### INSTRUÇÕES DA TAREFA
Responda a estas perguntas com base no excerto sobre o cante alentejano:
1. Em que ano e em que localidade foram criados o Observatório do Cante Alentejano e o Centro de Documentação do Cante Alentejano?
2. Quais concelhos o Futurama abrange hoje?
3. Em que cidade o Futurama vai abrir um espaço físico em 2025?

Soma-se ainda, nesta vertente documental, o Observatório do Cante Alentejano e o Centro de Documentação do Cante Alentejano, criados em Castro Verde em 2021 pela autarquia, com os objectivos de contribuir para a recolha, tratamento e análise estatística do universo dos grupos corais, e de desenhar um plano de salvaguarda relativamente a este património.
Mas o cante alentejano tem conhecido também, nos últimos anos, outras abordagens que reflectem uma pulsação acompanhada e uma vincada frescura e ideia de contemporaneidade, posicionando esta manifestação cultural como algo que não se limita a estar na ilha, mas que sai da mesma para ver de modo diferente (como dizia Saramago) e/ou que se permite abrir ao novo, ao não óbvio, ao mais subtil, ao menos expectável – ilustrando, assim, a sua capacidade de se metamorfosear e reinventar criativamente.
Um dos projectos culturais mais estimulantes e inovadores a este nível, a operar no Baixo Alentejo, tem sido o Futurama, iniciado em 2021 e abrangendo actualmente os concelhos de Beja, Castro Verde, Mértola, Serpa e Vidigueira. O objectivo primacial desta macro-proposta (de iniciativa independente e com apoios autárquicos e de fundos nacionais para a cultura/artes) consiste na implementação e alavancagem de um ecossistema cultural e artístico transdisciplinar, colaborativo e transfronteiriço, através de uma programação partilhada que coloca em diálogo educação e artes, criação contemporânea e tradição, espaços culturais, patrimoniais e de ensino.
Nessa lógica de cruzamento disciplinar, a tradição do Cante tem constituído um dos enfoques da programação do Futurama, nomeadamente com a criação do projecto musical “Cantexto”, que tem vindo a propor, ao longo das várias edições do festival que lhe está associado, a encomenda de textos (letras) a diversos escritores de língua portuguesa, os quais são depois musicados para os grupos corais sediados no território. Há, assim, uma intenção de actualizar os temas habitualmente desenvolvidos na poesia oral do Cante (a vida rural, o amor, a religião), confrontando-os com preocupações e contextos contemporâneos (a memória, as migrações, o futuro, a natureza, etc.).
Em 2025, o Futurama vai, inclusive, abrir um espaço físico em Beja, num claro movimento de aprofundamento da imersão e proximidade com o território em que trabalha, fazendo brotar no coração da cidade um terceiro lugar dedicado à arte e à formação cultural, o qual combina um escritório com uma programação expositiva e tem como objetivo capacitar os agentes culturais locais e promover a sensibilização para a riqueza da arte e da cultura na região.

### LISTAGEM

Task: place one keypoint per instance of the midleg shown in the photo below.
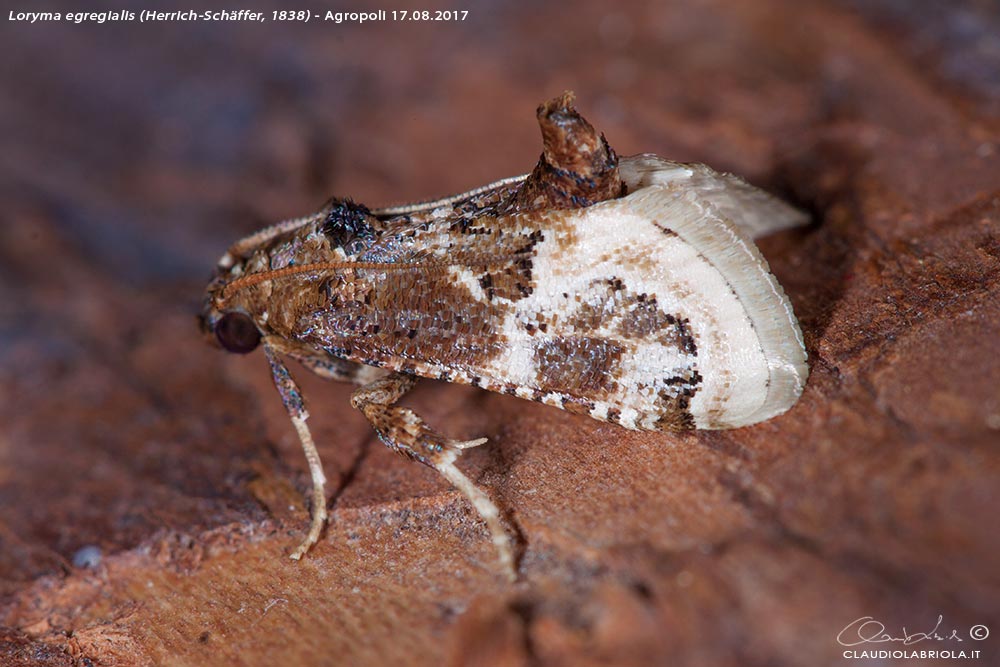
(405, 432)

---

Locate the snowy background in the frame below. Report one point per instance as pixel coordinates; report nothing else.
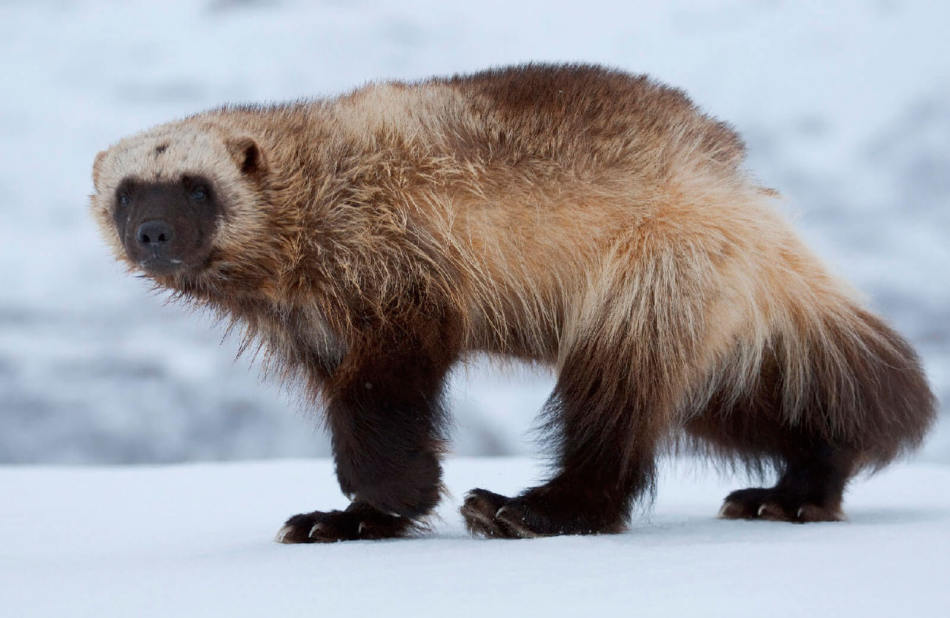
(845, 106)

### RESPOSTA DA TAREFA
1. Em 2021, em Castro Verde.
2. Beja, Castro Verde, Mértola, Serpa e Vidigueira.
3. Em Beja.